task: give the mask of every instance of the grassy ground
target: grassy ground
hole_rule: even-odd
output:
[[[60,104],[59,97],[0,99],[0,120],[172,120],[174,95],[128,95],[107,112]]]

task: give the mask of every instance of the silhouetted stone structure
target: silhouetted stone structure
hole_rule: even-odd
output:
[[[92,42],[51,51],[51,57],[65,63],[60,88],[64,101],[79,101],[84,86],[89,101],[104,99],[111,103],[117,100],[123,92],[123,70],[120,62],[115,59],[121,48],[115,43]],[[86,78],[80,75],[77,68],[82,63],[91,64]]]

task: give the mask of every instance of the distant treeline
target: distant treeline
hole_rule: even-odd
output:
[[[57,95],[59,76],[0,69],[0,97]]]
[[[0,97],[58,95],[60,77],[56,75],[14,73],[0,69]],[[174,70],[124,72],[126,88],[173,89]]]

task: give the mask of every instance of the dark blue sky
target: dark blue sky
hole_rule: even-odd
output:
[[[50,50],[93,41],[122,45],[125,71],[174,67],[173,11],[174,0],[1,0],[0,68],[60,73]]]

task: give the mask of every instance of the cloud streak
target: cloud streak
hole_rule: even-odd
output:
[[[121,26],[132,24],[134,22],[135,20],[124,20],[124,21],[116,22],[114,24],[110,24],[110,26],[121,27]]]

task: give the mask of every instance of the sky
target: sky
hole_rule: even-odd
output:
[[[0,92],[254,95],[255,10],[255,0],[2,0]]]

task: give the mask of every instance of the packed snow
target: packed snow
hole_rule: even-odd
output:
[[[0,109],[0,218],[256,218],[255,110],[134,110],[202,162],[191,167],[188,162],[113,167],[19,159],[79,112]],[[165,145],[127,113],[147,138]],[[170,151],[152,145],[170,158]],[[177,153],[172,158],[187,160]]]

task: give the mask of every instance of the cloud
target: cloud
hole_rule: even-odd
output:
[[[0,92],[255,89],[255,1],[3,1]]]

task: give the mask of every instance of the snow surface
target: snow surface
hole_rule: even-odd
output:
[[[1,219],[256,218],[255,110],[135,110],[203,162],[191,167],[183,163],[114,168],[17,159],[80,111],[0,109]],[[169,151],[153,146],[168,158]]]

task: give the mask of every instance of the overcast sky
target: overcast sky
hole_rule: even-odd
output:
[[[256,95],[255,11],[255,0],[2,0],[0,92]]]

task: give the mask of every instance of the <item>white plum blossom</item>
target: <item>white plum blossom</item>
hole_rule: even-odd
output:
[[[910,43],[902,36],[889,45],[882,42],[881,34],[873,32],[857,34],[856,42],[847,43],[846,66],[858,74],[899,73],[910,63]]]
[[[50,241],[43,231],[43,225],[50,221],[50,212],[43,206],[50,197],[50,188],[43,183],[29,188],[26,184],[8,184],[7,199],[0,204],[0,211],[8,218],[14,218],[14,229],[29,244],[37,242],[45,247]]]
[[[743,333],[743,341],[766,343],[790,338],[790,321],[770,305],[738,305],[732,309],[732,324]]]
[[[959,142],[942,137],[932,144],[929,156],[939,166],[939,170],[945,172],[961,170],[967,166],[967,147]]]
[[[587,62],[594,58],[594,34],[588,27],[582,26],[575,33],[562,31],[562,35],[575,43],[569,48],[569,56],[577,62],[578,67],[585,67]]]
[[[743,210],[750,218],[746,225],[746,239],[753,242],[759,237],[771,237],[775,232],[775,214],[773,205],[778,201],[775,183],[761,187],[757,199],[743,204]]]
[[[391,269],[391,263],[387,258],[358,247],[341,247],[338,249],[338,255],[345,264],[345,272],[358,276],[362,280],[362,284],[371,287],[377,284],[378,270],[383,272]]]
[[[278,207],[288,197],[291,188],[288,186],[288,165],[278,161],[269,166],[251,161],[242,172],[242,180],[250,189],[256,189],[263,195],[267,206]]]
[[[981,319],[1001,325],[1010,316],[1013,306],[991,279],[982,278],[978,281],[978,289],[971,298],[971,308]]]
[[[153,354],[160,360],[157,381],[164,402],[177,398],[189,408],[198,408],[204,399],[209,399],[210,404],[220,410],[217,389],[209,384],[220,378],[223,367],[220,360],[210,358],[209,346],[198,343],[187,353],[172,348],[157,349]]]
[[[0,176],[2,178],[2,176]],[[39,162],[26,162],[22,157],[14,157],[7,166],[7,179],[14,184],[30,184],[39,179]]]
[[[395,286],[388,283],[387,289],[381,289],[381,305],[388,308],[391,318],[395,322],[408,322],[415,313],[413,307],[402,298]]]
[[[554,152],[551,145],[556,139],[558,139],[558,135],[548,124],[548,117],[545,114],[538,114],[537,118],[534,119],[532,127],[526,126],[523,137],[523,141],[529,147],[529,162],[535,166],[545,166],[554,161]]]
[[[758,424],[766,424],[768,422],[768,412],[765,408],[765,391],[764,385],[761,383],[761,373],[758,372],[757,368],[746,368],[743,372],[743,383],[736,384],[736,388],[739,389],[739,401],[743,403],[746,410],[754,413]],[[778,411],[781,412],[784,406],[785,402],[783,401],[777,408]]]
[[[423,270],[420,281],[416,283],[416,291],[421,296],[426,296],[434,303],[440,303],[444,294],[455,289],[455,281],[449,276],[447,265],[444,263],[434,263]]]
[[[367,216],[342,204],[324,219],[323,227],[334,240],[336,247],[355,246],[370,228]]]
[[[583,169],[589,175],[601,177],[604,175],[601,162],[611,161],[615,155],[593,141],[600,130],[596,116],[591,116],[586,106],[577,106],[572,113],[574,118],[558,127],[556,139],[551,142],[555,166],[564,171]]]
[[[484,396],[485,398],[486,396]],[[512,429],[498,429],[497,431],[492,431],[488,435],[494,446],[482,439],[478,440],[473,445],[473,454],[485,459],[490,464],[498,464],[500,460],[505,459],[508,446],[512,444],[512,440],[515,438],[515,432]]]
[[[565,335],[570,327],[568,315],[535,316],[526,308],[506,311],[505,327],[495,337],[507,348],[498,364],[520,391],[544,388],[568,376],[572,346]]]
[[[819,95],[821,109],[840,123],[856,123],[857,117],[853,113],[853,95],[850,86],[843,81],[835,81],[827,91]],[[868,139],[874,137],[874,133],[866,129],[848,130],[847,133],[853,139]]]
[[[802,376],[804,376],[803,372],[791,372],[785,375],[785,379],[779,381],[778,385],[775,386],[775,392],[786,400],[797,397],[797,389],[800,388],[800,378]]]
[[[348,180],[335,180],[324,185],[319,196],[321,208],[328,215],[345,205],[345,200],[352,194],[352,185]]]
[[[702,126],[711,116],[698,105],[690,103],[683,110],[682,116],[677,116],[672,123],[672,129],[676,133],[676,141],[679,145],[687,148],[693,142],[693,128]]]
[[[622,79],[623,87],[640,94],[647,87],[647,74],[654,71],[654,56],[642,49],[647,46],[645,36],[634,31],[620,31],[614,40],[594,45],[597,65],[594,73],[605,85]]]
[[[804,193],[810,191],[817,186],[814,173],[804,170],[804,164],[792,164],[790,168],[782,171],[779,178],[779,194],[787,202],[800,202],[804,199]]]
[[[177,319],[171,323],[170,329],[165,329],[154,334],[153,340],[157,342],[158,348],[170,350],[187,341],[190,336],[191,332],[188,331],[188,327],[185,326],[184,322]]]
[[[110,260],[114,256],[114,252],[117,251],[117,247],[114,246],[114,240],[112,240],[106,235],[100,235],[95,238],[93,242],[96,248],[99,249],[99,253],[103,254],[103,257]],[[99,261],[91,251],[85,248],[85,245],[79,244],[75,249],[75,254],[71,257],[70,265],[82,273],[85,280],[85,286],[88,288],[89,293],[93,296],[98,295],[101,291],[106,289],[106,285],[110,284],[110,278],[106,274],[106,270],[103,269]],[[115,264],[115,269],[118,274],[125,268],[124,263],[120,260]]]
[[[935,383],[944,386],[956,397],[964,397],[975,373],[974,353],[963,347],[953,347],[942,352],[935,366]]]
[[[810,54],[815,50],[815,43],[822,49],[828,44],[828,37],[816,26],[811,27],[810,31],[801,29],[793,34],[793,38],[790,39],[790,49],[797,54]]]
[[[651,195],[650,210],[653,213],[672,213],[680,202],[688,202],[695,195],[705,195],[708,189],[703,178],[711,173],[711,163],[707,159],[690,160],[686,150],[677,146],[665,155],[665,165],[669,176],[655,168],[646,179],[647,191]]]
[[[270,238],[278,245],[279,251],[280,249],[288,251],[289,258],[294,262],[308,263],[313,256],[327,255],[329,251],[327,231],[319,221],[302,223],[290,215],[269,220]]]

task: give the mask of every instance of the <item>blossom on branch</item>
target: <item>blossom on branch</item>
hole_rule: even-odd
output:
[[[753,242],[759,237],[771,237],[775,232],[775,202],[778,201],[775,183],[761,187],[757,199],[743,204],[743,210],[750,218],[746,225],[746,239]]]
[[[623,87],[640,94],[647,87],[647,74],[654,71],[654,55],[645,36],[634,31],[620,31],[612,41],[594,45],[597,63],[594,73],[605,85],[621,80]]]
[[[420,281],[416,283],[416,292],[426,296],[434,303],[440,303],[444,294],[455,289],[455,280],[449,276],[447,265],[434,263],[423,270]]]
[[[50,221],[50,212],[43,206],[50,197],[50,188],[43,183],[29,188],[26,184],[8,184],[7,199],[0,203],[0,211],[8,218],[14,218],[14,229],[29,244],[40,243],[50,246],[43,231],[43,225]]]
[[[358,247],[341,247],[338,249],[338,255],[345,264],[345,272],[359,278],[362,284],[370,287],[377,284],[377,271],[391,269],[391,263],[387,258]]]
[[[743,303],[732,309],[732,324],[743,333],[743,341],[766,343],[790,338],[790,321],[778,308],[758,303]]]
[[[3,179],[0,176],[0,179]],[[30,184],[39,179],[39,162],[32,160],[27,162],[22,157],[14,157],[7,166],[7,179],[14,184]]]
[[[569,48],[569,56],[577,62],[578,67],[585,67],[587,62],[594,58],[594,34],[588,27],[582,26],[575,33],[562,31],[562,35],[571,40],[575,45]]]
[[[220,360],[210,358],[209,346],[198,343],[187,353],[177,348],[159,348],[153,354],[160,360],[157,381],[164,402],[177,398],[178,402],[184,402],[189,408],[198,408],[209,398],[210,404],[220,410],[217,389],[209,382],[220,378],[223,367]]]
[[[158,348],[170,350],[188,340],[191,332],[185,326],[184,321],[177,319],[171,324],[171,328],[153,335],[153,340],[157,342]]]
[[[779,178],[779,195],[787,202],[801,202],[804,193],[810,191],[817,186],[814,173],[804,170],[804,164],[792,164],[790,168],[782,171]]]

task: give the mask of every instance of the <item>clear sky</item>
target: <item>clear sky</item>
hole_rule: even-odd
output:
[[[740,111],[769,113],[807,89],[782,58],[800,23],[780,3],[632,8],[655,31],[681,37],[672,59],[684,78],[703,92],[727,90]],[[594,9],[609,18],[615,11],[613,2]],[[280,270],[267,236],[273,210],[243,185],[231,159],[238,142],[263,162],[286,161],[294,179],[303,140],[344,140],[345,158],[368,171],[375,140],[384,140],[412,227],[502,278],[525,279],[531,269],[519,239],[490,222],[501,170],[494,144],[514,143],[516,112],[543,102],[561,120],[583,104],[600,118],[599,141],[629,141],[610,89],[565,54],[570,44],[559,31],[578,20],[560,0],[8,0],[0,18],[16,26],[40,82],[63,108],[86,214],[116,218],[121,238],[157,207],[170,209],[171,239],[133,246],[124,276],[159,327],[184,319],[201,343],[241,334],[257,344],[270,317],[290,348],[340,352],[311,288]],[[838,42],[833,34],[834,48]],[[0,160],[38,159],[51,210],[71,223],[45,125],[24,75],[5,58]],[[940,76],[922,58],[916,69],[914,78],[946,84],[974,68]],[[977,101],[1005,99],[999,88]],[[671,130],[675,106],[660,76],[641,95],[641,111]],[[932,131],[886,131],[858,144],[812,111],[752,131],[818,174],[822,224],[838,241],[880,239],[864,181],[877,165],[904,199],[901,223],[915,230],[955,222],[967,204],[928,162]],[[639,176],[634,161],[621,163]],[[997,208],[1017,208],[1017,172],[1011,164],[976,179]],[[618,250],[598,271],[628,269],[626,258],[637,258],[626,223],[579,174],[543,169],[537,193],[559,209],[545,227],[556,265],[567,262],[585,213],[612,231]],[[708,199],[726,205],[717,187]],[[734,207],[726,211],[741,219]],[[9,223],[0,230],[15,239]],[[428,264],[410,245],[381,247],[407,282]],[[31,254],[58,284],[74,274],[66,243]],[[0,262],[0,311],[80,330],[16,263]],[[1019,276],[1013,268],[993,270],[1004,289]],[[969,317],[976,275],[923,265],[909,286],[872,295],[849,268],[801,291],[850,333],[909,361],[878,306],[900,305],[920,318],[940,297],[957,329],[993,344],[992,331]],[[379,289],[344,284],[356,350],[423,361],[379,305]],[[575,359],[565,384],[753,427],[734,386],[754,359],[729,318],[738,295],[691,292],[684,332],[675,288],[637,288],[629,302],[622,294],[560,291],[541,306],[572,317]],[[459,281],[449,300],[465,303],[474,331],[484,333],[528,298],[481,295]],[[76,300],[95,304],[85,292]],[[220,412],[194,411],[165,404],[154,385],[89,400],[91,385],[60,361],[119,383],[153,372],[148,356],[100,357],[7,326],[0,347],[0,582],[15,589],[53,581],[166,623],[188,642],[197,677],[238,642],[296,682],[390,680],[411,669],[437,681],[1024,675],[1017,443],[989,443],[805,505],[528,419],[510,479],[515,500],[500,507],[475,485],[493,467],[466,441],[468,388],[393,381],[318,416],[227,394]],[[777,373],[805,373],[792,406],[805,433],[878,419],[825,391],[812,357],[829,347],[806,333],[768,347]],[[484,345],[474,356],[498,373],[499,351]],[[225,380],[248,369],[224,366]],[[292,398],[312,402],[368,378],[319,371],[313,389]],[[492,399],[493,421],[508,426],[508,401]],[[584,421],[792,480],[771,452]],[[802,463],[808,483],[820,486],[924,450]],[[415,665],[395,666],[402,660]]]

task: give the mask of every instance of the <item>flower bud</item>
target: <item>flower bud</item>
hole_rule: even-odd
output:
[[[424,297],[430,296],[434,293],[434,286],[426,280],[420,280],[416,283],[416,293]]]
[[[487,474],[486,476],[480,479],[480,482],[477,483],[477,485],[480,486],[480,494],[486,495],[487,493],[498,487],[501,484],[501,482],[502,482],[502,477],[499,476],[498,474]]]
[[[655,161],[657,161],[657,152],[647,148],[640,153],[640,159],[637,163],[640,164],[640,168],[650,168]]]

#####

What to do:
Copy the listing from its beginning through the line containing "[[[0,92],[255,89],[255,1],[3,1]]]", renaming "mask" to "outline" throughout that stretch and changing nothing else.

Exercise answer:
task: give the outline of every instance of the grassy ground
target: grassy ground
hole_rule: even-odd
output:
[[[60,104],[59,97],[0,99],[0,120],[172,120],[174,95],[128,95],[107,112]]]

task: give the outline of every instance of the silhouetted stone structure
target: silhouetted stone structure
hole_rule: even-odd
output:
[[[92,42],[51,51],[51,57],[65,63],[60,88],[64,101],[79,101],[84,86],[89,101],[104,99],[111,103],[117,100],[123,92],[123,70],[120,62],[115,59],[121,48],[115,43]],[[86,78],[80,75],[77,68],[82,63],[91,64]]]

task: give the outline of every instance of the distant treeline
target: distant treeline
hole_rule: even-odd
output:
[[[57,95],[59,76],[0,69],[0,97]]]
[[[0,97],[58,95],[60,77],[56,75],[14,73],[0,69]],[[174,70],[124,72],[126,88],[173,89]]]

task: give the outline of every instance of the dark blue sky
target: dark blue sky
hole_rule: even-odd
output:
[[[50,50],[93,41],[122,45],[125,71],[174,67],[173,11],[174,0],[1,0],[0,68],[60,73]]]

task: give the outline of every instance of the cloud streak
target: cloud streak
hole_rule: even-odd
output:
[[[121,26],[132,24],[134,22],[135,20],[124,20],[124,21],[116,22],[114,24],[110,24],[110,26],[121,27]]]

task: give the outline of every instance of the sky
target: sky
hole_rule: even-odd
output:
[[[0,92],[254,95],[255,10],[255,0],[2,0]]]

task: give the outline of every instance of the packed snow
target: packed snow
hole_rule: even-odd
output:
[[[0,109],[0,218],[256,218],[255,110],[134,110],[202,162],[191,167],[188,162],[113,167],[19,159],[79,112]],[[165,145],[127,113],[147,138]],[[170,151],[152,145],[170,158]],[[177,153],[172,158],[187,160]]]

task: give the outline of every instance of the cloud
target: cloud
hole_rule: even-odd
output:
[[[0,92],[255,89],[255,1],[3,1]]]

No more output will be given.